Excerpts from a detection dataset
□ □ □ □ □

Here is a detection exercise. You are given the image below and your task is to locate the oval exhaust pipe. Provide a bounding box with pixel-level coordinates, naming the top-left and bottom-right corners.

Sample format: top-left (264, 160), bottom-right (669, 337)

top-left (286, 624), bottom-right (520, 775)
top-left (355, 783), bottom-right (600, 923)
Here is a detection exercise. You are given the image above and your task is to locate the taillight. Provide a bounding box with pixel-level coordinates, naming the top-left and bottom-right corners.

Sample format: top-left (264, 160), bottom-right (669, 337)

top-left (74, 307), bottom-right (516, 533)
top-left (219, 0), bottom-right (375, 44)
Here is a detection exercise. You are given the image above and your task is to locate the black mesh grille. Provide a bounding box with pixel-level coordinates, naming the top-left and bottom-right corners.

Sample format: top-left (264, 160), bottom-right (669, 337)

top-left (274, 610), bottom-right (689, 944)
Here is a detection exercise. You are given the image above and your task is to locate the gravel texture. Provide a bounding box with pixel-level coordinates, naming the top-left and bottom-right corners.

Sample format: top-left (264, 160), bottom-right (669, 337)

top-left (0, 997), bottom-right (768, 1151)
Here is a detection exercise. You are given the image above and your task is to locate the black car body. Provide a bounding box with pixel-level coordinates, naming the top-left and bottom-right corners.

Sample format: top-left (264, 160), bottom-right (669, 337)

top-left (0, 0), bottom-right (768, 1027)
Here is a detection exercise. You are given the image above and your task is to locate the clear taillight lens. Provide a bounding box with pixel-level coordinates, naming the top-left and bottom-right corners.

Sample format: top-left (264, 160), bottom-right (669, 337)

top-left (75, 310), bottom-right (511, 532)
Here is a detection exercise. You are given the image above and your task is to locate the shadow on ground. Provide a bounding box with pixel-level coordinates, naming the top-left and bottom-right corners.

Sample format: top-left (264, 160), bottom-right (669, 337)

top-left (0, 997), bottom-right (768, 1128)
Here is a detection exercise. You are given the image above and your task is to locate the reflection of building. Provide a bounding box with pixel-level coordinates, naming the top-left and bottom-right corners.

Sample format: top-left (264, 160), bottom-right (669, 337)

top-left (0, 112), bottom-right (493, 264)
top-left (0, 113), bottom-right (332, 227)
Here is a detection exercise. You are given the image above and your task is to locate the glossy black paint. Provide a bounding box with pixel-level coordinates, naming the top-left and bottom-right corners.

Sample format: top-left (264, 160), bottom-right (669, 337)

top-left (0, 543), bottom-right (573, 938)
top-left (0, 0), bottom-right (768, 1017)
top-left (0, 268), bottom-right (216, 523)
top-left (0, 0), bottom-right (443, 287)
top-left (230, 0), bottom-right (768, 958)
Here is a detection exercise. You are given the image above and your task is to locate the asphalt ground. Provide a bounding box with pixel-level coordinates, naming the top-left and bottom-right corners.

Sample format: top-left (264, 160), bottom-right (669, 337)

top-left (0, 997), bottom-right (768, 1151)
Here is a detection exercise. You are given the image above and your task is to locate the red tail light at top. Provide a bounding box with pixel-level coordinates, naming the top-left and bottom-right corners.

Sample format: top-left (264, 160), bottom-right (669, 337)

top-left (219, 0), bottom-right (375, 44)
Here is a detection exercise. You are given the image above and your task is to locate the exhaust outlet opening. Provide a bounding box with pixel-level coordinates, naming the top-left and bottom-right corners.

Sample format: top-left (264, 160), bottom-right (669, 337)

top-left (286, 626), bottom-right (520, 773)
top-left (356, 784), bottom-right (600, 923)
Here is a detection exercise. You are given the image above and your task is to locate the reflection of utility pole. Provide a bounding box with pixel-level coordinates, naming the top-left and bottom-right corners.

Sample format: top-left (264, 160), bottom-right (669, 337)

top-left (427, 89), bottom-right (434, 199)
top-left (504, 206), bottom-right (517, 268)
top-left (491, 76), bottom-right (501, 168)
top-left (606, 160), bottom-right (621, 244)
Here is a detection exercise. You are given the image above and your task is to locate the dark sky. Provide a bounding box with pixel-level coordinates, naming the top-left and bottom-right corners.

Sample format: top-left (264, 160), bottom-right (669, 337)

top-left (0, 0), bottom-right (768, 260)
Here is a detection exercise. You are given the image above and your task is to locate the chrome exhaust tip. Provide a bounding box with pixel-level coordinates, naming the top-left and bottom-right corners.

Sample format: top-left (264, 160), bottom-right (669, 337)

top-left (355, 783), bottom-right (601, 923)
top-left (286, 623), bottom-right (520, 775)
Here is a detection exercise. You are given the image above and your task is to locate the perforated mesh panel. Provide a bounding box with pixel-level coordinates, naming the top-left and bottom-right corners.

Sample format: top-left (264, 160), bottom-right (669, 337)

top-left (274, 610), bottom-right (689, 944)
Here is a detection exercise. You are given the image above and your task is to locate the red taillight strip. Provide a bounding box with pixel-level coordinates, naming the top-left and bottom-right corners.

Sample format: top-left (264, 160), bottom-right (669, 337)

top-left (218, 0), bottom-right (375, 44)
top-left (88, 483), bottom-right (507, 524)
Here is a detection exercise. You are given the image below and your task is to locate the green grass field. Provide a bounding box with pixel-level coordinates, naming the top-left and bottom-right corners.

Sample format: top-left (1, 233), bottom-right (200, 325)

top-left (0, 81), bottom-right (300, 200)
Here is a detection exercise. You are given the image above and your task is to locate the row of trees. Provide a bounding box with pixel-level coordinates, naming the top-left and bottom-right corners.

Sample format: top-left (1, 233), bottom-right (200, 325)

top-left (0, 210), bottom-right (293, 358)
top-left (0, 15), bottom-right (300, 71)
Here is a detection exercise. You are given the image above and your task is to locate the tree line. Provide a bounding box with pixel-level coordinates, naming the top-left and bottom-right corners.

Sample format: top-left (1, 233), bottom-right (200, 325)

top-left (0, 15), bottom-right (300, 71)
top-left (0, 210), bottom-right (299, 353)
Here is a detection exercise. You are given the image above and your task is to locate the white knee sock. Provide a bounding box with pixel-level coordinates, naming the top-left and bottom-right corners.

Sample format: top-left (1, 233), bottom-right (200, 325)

□ □ □ □ □

Copy each line of the rows above that contains the word "ground", matching case exactly.

# Task output
Here is a detection exercise. You are given the image above and your task is to locate the shadow on ground. Provide a bounding box with pixel-level coordinates, naming the top-left and bottom-right corners.
Here is a detection exercise. You are given the image above and your task is to locate the asphalt ground. Provide a bounding box with pixel-level coordinates, naming the top-left and bottom-right corners.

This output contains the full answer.